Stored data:
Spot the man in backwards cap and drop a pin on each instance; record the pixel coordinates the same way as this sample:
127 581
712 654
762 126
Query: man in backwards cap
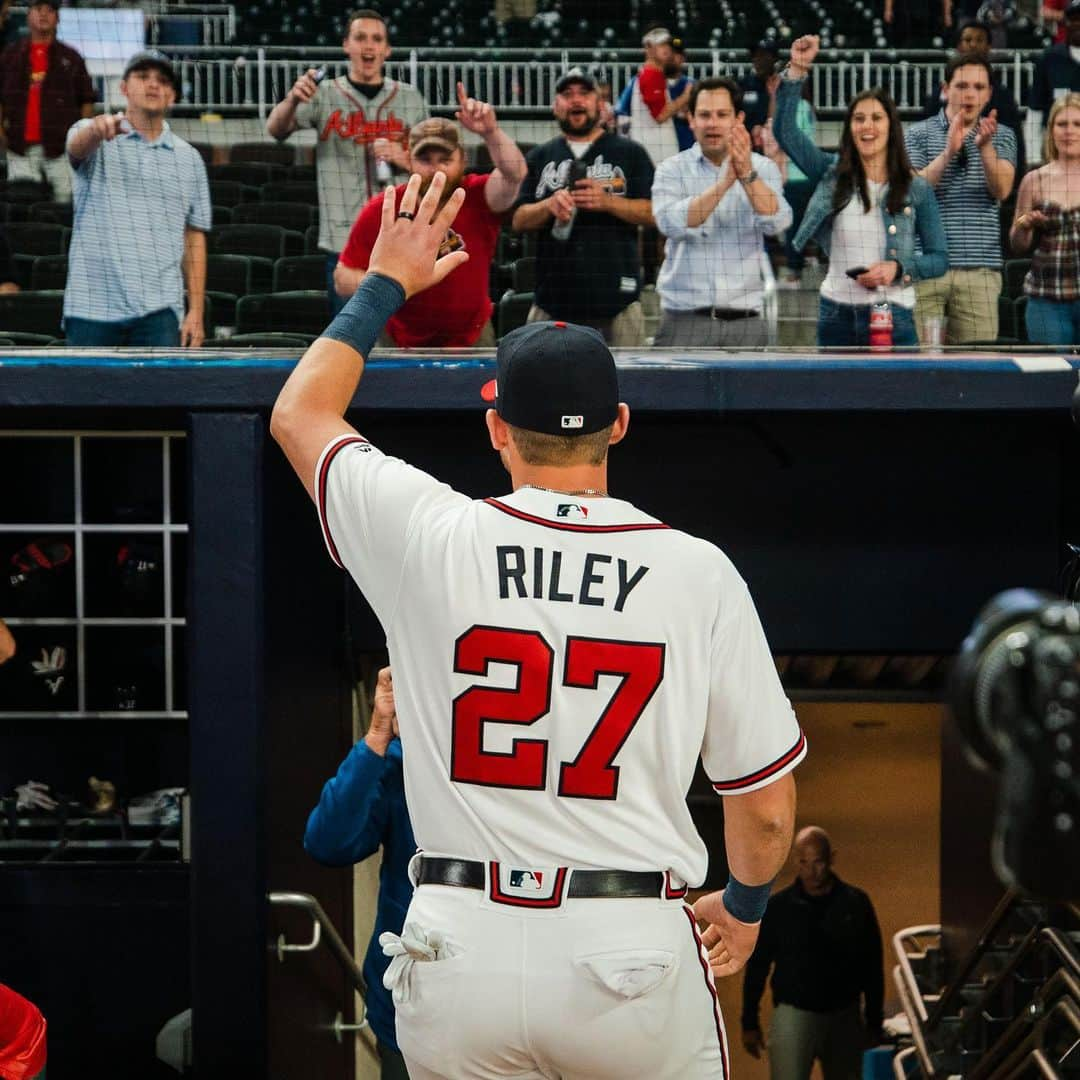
561 661
142 214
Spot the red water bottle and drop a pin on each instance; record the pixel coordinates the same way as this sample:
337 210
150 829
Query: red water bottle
880 325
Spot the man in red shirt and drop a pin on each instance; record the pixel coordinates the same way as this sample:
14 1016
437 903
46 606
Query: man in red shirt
456 312
44 89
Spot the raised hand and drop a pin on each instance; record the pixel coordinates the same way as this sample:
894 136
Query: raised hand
474 116
305 88
739 146
108 125
804 51
409 235
383 725
986 129
957 132
730 943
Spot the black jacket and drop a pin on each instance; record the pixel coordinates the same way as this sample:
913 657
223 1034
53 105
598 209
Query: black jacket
825 953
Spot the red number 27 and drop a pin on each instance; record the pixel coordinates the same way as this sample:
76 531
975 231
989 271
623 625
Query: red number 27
591 774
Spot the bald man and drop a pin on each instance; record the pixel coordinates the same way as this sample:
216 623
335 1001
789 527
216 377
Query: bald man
821 939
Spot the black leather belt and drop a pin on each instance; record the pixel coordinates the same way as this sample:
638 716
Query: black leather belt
584 885
726 314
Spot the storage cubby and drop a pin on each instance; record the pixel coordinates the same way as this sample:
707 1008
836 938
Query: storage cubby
93 576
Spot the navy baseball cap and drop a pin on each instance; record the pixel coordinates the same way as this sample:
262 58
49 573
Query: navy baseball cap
151 57
554 378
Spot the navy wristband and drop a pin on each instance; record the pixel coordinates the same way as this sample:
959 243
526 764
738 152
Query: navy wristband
746 902
361 321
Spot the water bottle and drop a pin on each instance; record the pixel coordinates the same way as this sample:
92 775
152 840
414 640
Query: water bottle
562 230
880 324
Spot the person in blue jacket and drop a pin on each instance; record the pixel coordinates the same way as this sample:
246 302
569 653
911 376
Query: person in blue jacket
362 809
867 211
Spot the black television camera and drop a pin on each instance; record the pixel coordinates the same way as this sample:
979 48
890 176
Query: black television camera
1015 694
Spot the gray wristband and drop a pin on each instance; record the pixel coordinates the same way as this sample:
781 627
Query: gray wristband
746 902
361 321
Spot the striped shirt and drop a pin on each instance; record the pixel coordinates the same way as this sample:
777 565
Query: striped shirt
1055 265
971 215
133 201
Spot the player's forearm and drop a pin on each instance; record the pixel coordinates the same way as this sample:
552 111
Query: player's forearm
757 831
323 382
194 269
510 170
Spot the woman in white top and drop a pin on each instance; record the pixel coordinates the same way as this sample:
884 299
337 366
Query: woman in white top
866 212
1048 219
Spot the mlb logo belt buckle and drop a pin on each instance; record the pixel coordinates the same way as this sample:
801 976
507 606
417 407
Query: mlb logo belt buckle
526 886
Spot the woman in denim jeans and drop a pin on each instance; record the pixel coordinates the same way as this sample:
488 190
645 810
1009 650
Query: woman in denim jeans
866 212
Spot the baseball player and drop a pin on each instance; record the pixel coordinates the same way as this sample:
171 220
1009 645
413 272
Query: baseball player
561 661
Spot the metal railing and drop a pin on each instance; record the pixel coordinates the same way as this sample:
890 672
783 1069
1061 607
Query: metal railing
323 927
251 80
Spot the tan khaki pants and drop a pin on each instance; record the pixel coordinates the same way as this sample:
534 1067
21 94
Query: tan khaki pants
625 329
967 301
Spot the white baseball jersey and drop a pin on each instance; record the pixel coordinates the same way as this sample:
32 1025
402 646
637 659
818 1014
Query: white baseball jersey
559 663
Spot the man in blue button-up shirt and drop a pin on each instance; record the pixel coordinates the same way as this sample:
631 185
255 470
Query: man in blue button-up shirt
715 203
142 213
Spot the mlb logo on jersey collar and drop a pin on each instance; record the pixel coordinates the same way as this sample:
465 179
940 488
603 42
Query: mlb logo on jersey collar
526 886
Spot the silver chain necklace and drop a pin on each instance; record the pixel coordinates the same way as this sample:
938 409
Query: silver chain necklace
553 490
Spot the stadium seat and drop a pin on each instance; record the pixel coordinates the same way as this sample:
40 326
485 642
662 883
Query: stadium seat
32 312
297 312
231 193
524 274
229 273
254 173
37 238
53 213
267 241
264 341
289 191
512 311
299 272
288 215
277 153
49 271
1015 271
220 310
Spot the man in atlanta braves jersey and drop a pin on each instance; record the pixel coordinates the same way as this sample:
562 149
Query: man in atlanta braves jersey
561 659
359 118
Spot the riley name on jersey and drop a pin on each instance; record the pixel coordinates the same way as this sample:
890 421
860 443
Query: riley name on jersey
542 576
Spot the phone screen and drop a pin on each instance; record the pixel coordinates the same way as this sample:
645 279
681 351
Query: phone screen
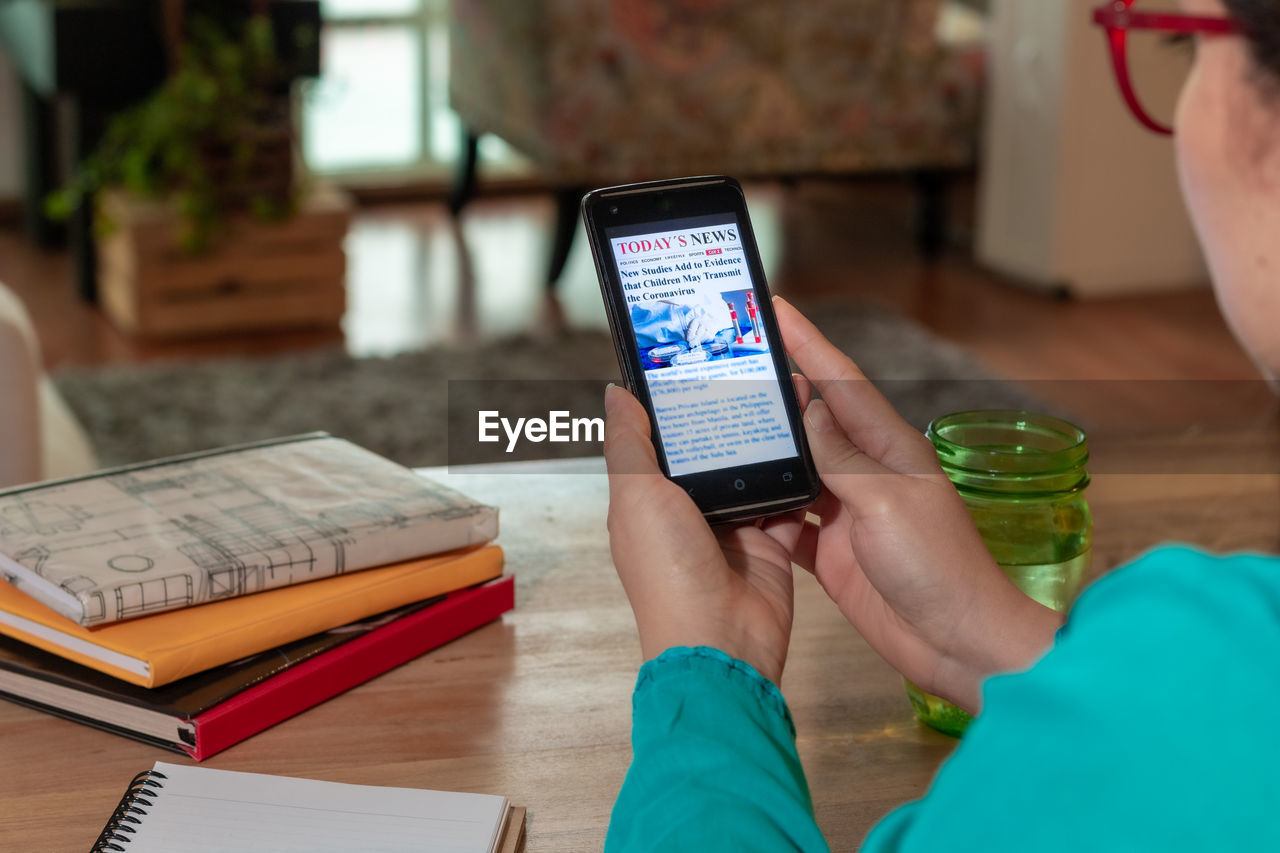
708 363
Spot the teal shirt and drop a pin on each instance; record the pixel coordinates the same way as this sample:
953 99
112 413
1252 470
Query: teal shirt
1151 725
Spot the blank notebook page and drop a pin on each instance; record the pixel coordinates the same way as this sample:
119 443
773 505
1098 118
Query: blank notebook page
213 811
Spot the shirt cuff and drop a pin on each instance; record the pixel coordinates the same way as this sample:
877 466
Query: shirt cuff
708 662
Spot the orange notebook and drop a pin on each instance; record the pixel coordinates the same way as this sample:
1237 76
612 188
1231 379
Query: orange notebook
156 649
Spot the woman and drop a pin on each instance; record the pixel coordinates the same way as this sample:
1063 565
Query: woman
1137 726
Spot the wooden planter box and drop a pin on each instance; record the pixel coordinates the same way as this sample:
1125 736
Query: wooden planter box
260 276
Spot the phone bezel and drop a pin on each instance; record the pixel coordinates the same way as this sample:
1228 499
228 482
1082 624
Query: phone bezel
662 201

## Work instructions
Without the pictures, return all the entries above exactly as they stand.

## Solution
Spot the man in backwards cap and drop a pin on each instance; record the pixel coordinates the same way as this sample:
127 581
712 654
762 126
Query: man in backwards cap
561 661
142 214
Spot the red water bottle and drop a pin on each instance; record the pixel coordinates the same way as this sample:
337 210
150 829
Query: red water bottle
880 325
Spot the man in red shirt and drop a pin on each instance; record the pixel coordinates the same way as this sample:
14 1016
437 903
46 606
Query: man in red shirt
456 312
44 89
Spot the raised hand and drop a pin on each instance; record the pixel coordinates the same way as this sample:
894 136
Query: raised hand
474 116
305 88
739 146
108 125
804 51
409 235
383 725
986 129
957 132
730 943
Spot the black jacket and drop a pin on each instance; record the pixel coordinates the same way as this sample:
913 657
223 1034
53 105
598 209
Query: black jacket
825 953
Spot the red number 27 and drop a pin on each instance; record the pixel coordinates the same way as this sample:
76 531
975 231
989 271
623 625
Query: red number 27
591 774
Spot the bald man and drop a pin on each instance; record the pixel coordinates the same way as this sample:
216 623
335 1001
789 527
216 377
Query: bald man
821 939
Spot the black leather belt and drop a pin on each instance; record the pixel coordinates the same way as this sample:
638 716
Query: black leather belt
584 885
726 314
Spot the storage cubby and drop a pin on each instance; record the pixel coordinates the same way as this sample:
707 1008
836 938
Query: storage cubby
93 576
Spot the navy baseball cap and drop a pin on each instance; record the pixel coordinates the same way as this sample:
262 58
49 573
Query: navy baseball cap
151 57
554 378
Spot the navy wristband and drop a pin on each instance; record the pixel coordinates the same way as this sample:
959 243
526 764
738 152
Query: navy wristband
746 902
361 321
Spot the water bottle and drop a pin on each instance; record the pixel coordinates the same way as this sample:
92 775
152 840
414 640
Query: water bottle
562 230
880 324
Spot the person in blue jacket and drop a pin on each instance; record the pixel coordinates the same way as this sample:
246 302
569 653
911 376
Query: person in blue jacket
362 809
867 211
Spot the black television camera and drop a pin on each instance; record the pixel coordinates the same way as this sample:
979 48
890 176
Query: black television camera
1015 694
Spot the gray wristband and drop a pin on each instance; record the pixel coordinates the same way as this sample:
781 627
Query: gray wristband
746 902
361 321
Spot the striped shirt and drop a pin on each instance; record the pixel coordinates the same way as this sample:
777 565
Query: striped shirt
1055 265
971 215
133 201
Spot the player's forearm and drop a pin on each instance; record the pixel coordinates the same way as this sample:
552 111
Query: player's forearm
757 831
323 382
194 269
510 170
Spot the woman in white top and drop a pin on each instance; record the pixel coordinates the same way as this sample:
884 299
337 366
Query: woman in white top
866 212
1048 219
Spot the mlb logo belt buckle and drop a pin on each instance; record the pixel coordinates the same way as this sample:
801 976
507 606
417 407
Query: mlb logo belt buckle
526 886
Spot the woman in denim jeans and drop a pin on each instance; record the pixel coordinates the same way as this sample:
488 190
645 810
1009 650
Query: woman in denim jeans
866 212
Spot the baseball player and drop a pin on each instance; record the pixel coordinates the same way as this sample:
171 220
1009 645
413 272
Query: baseball player
561 661
Spot the metal railing and drop a pin on each instance; record the pixel coordinates the same way as this sample:
890 672
783 1069
1061 607
Query: metal railing
323 927
251 80
Spot the tan khaki pants and drop a pin on each instance; record the pixel coordinates the same way as this sample:
534 1067
21 94
Query: tan khaki pants
625 329
967 301
Spot the white baseball jersey and drop a pin on each instance; record the pixel coordinates the same way as this sample:
32 1025
402 646
637 659
818 1014
Query: white baseball jersey
559 663
Spot the man in blue button-up shirt and drop a pin on each instance; record the pixel coordinates the same way as this sample:
631 185
255 470
Query: man in blue button-up shirt
715 203
142 213
Spot the mlb logo on jersey collar and drop a pin on each instance; record the pixel coordinates the same way as this sample:
465 179
940 488
603 42
Query: mlb logo on jersey collar
526 886
Spot the silver chain necklace and drop a pin on each instance; record the pixel coordinates the same way as this sample:
938 409
Query: silver chain necklace
553 490
Spot the stadium seat and drop a pin on each instance; record the pixel coordinates the same way as this sample:
40 326
485 642
662 883
Query: stadium seat
32 312
297 312
231 193
524 274
229 273
254 173
37 238
53 213
267 241
264 341
289 191
512 311
299 272
288 215
277 153
49 271
1015 271
220 310
Spot the man in atlanta braves jersey and drop a pin on each instance; record the pixel coordinates the same way as this sample:
562 149
Query: man in atlanta braves jersey
561 659
359 118
Spot the riley name on jersey and drop a pin on each instance; record the pixel coordinates the same way as this sample:
890 421
860 443
Query: riley name on jersey
542 576
Spot the phone screen and drop a pin on each instance; record the pixel coordinates the same way as this sample:
645 279
681 351
Query: phone screen
708 363
Spot the teal shirt and drop a pin on each instance; record the pixel coordinates the same way as this sample:
953 99
112 413
1252 470
Query: teal shirt
1151 725
Spot the blank notebook page and drop a pin on each instance; record the pixel coordinates the same way as this sample:
119 443
773 505
1098 118
Query: blank notebook page
213 811
Spot the shirt cuff and drop a pin on each instance; record the pixel coordinates the same way as this sample:
877 466
Query: shirt cuff
708 662
Spot the orange notebook and drop a pin on each instance; record the pixel coordinates the same way as this sample:
1237 76
612 188
1231 379
Query: orange notebook
156 649
Spot the woman and drop a pin on each instance; record the pixel coordinates the same way as this sample:
1063 565
Query: woman
1137 726
Spot the wooden planter box and drop a pin on each instance; record the pixel coordinates the same way as this sample:
1125 736
Query: wooden planter box
260 276
Spot the phone bezel and drop a pin on each instance; record the pixel coordinates the same way as this sample:
1228 499
228 482
1082 624
Query: phone bezel
662 201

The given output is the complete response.